**Textauszug:**
__________________________________________________

Computer-Demos sind jetzt UNESCO-Kulturerbe – und diese Beispiele zeigen, wieso!

Als erste digitale Kunstform ist die sogenannte Demoszene gerade ein immaterielles UNESCO-Kulturerbe in Deutschland geworden. Dahinter steckt die Initiative ‚The Art of Coding‘, die 1E9-Mitglied Tobias Kopka mit ins Leben gerufen hat. Wir gratulieren, schauen uns die Entwicklung der Szene näher an und lassen uns seine Lieblingsdemos zeigen.

Von Krischan ‚X-Bone‘ Lehmann

Wer in den 80ern oder 90ern mit einem Heimcomputer wie dem C64, dem Atari ST oder dem Amiga aufgewachsen ist, kam an Demos eigentlich nicht vorbei. Raubkopien von Computerspielen waren damals die Regel und die ersten Demos waren Markenzeichen, die die sogenannten Crackergruppen an den Anfang ihrer geknackten Spiele als Intro setzten, um sich in der Szene einen Namen zu machen. Zunächst bestanden diese digitalen Graffitis meist nur aus einem Logo, etwas Sound und ein bisschen Text. Mit der Zeit aber wuchsen sie sich zu ihrer ganz eigenen Kunstform aus – der schließlich auf tage- und nächtelangen „Demopartys“ mit zahlreichen Coding-Wettbewerben gehuldigt wurde.

Ein klassisches Cracker-Intro aus den frühen Jahren der Szene – von der dänischen Gruppe „Papillons“, 1988. Von ihren illegalen Wurzeln haben sich die Demogruppen mittlerweile längst emanzipiert.

__________________________________________________

**Vorliegendes Material:**
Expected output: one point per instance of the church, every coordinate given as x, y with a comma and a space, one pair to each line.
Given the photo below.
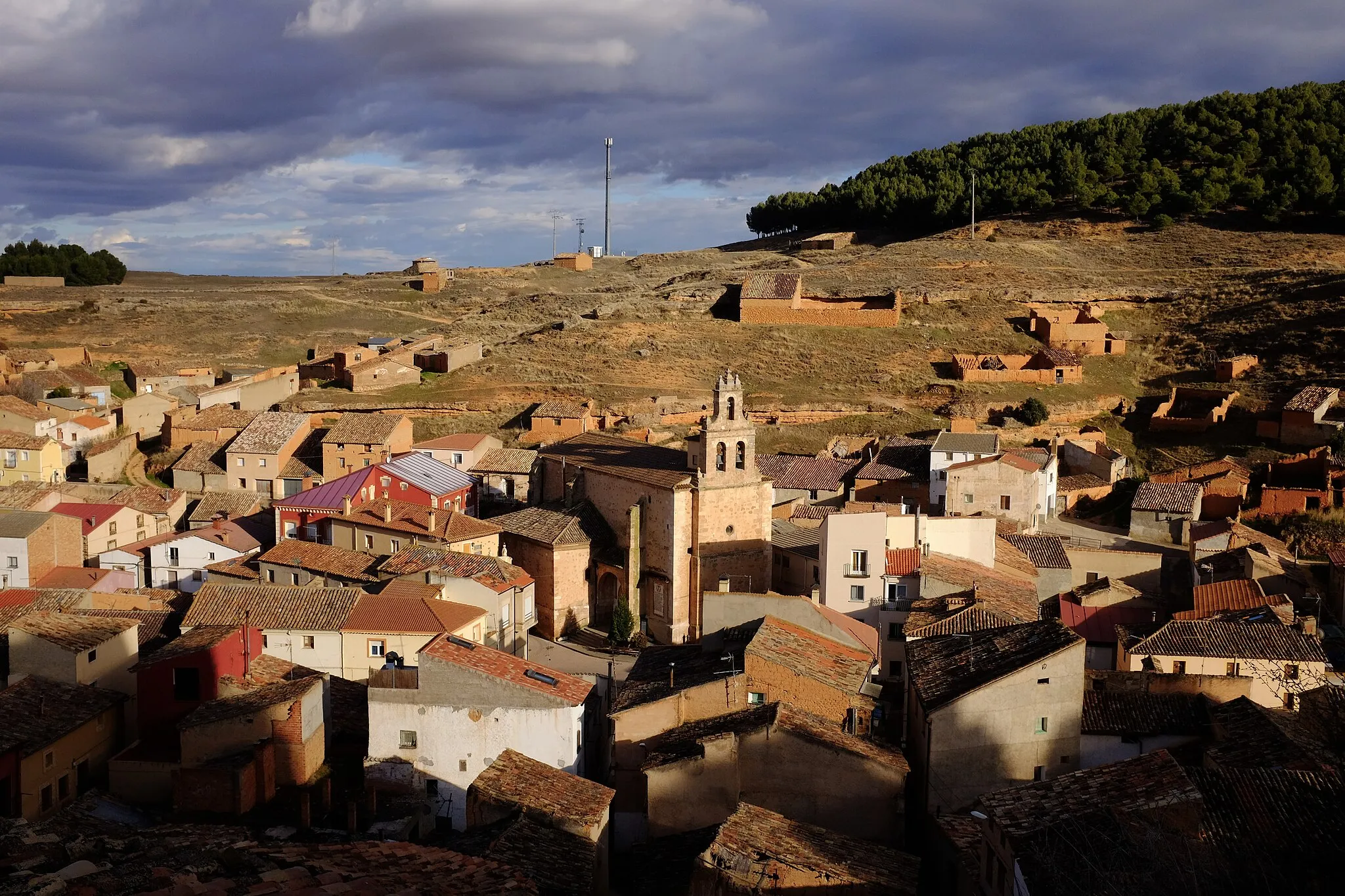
682, 519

__________________________________________________

**Arbeitsaufträge:**
(a) Gib den Textauszug über die Demoszene von „Wer in den 80ern“ bis einschließlich „mittlerweile längst emanzipiert.“ wortgetreu wieder.
(b) Zähle alle Heimcomputer auf, die im Textauszug über die Demoszene genannt werden.

**Lösungen:**
(a)
Wer in den 80ern oder 90ern mit einem Heimcomputer wie dem C64, dem Atari ST oder dem Amiga aufgewachsen ist, kam an Demos eigentlich nicht vorbei. Raubkopien von Computerspielen waren damals die Regel und die ersten Demos waren Markenzeichen, die die sogenannten Crackergruppen an den Anfang ihrer geknackten Spiele als Intro setzten, um sich in der Szene einen Namen zu machen. Zunächst bestanden diese digitalen Graffitis meist nur aus einem Logo, etwas Sound und ein bisschen Text. Mit der Zeit aber wuchsen sie sich zu ihrer ganz eigenen Kunstform aus – der schließlich auf tage- und nächtelangen „Demopartys“ mit zahlreichen Coding-Wettbewerben gehuldigt wurde.

Ein klassisches Cracker-Intro aus den frühen Jahren der Szene – von der dänischen Gruppe „Papillons“, 1988. Von ihren illegalen Wurzeln haben sich die Demogruppen mittlerweile längst emanzipiert.

(b) C64, Atari ST, Amiga